Problem requirements
Format everything from the start of the items down to the line containing "[(506, 38)]" as a two-column CSV with the headers "prompt" and "points". Give each item its own row, place its text and its answer in separate quoted fields, and turn any line breaks into spaces.

Point-based annotation data
** Start **

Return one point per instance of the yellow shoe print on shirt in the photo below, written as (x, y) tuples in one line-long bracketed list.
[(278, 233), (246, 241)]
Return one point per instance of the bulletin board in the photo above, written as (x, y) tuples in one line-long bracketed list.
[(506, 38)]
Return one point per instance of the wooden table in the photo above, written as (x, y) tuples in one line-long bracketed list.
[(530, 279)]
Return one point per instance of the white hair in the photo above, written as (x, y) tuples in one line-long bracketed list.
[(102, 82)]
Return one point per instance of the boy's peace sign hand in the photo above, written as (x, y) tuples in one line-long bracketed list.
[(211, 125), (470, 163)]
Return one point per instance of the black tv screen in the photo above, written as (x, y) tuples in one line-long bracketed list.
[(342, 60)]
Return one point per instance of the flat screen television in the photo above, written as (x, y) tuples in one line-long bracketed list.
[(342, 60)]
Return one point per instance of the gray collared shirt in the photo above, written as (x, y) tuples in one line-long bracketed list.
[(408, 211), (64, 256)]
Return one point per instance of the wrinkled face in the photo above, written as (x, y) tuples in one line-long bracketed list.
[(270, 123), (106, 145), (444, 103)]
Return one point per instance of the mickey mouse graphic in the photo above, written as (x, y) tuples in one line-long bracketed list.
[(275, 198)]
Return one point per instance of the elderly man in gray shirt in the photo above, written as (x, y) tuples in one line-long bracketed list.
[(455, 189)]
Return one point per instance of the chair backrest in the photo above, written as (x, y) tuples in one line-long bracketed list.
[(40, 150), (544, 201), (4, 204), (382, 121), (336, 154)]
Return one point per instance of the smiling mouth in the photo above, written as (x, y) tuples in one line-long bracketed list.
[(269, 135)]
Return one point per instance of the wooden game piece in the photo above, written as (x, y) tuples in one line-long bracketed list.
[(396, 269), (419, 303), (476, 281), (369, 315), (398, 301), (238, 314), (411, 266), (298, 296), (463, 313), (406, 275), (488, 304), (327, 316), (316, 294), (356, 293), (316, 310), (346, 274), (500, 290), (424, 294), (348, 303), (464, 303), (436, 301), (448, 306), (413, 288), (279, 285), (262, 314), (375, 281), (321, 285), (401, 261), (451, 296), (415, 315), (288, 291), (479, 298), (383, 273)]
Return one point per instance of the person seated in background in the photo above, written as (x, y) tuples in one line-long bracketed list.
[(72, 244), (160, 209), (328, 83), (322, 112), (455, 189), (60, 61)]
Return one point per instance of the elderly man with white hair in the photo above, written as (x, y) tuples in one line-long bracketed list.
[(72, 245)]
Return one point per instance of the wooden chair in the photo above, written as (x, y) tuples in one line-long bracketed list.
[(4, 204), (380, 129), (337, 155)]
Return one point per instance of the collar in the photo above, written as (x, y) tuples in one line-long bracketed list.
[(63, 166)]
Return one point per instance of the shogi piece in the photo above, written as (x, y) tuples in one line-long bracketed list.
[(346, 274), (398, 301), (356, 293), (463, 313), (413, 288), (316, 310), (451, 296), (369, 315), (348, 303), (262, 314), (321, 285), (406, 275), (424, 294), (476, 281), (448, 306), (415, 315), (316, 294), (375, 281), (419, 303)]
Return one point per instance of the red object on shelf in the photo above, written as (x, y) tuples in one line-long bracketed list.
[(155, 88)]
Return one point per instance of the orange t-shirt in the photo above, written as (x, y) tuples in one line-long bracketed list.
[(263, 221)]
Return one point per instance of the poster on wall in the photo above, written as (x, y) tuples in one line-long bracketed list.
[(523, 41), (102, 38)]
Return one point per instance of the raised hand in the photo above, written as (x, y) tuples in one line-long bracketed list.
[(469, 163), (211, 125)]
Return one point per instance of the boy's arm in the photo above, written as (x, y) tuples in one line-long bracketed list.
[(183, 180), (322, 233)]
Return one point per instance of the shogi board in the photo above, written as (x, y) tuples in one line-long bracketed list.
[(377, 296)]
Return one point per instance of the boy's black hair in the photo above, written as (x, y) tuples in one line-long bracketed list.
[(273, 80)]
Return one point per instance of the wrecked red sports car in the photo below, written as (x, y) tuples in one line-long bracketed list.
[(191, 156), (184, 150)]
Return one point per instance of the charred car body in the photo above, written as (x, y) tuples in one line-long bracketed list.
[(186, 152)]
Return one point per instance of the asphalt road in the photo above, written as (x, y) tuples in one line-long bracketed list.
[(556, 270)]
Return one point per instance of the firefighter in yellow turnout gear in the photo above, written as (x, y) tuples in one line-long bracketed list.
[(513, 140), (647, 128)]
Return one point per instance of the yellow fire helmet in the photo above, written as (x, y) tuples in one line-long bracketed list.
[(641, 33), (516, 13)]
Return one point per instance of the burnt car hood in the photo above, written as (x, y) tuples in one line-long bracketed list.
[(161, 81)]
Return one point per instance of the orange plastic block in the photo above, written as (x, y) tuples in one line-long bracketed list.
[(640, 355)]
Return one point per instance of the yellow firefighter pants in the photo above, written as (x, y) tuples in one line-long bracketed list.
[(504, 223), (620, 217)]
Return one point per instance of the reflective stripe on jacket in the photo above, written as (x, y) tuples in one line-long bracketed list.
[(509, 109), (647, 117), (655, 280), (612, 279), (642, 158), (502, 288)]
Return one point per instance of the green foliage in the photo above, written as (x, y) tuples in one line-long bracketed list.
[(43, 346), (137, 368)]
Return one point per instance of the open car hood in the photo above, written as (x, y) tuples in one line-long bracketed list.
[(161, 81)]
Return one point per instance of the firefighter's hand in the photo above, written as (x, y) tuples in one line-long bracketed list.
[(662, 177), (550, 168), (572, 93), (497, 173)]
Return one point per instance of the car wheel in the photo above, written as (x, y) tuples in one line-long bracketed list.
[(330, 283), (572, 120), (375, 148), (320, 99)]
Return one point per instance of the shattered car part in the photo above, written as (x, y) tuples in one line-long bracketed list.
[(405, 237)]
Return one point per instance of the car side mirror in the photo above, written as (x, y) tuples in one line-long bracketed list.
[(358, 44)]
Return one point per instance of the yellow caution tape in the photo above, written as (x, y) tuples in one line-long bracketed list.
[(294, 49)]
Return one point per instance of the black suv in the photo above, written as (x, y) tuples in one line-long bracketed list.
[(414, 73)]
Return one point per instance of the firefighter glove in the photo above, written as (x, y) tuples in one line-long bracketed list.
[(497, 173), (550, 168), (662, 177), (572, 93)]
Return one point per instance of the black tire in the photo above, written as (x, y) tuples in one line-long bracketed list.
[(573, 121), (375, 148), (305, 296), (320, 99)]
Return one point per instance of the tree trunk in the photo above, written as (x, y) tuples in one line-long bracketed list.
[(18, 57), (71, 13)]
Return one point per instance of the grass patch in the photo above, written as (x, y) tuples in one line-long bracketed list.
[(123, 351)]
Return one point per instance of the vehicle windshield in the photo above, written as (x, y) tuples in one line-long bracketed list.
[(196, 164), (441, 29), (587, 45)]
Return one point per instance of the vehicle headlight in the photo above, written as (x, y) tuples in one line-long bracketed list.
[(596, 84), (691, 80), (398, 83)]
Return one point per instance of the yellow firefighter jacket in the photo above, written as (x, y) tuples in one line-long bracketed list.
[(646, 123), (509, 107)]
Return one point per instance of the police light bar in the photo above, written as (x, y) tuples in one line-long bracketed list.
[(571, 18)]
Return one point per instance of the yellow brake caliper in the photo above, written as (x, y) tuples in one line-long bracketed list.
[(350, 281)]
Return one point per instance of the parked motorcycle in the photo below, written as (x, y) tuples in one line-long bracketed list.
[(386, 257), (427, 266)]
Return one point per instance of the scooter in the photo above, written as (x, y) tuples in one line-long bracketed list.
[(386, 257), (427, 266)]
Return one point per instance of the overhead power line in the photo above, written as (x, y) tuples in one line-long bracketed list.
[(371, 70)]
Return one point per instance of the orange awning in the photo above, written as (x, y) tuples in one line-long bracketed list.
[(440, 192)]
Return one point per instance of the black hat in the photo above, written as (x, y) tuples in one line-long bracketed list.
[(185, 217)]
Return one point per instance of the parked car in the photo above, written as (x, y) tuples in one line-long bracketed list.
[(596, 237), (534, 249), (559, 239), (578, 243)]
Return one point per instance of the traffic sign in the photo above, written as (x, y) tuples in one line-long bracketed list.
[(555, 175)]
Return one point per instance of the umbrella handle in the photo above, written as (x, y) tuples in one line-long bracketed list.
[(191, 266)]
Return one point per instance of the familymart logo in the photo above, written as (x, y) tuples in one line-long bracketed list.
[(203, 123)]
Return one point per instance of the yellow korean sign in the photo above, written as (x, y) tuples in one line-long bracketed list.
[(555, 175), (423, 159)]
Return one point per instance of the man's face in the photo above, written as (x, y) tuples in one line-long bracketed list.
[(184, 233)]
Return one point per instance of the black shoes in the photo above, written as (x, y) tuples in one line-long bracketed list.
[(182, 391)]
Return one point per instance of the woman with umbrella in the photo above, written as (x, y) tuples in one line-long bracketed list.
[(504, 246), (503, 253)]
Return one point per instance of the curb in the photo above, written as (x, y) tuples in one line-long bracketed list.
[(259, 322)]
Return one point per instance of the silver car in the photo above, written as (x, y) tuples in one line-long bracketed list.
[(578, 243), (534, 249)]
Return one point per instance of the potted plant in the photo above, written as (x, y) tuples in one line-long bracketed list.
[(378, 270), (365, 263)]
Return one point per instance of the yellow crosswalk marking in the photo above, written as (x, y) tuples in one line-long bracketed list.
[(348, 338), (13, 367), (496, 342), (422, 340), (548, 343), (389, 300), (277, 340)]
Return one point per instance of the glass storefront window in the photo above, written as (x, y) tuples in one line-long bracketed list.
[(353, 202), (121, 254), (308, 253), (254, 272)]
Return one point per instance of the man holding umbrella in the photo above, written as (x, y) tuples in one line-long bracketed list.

** End **

Response to the exercise
prompt,points
"Return one point per instance of the yellow shoe print on shirt in the photo below, written as (x, y) tuples in one line-long bracketed list.","[(278, 233), (246, 241)]"
"Return one point per instance of the bulletin board in the photo above, written as (x, y) tuples in one line-long bracketed list.","[(506, 38)]"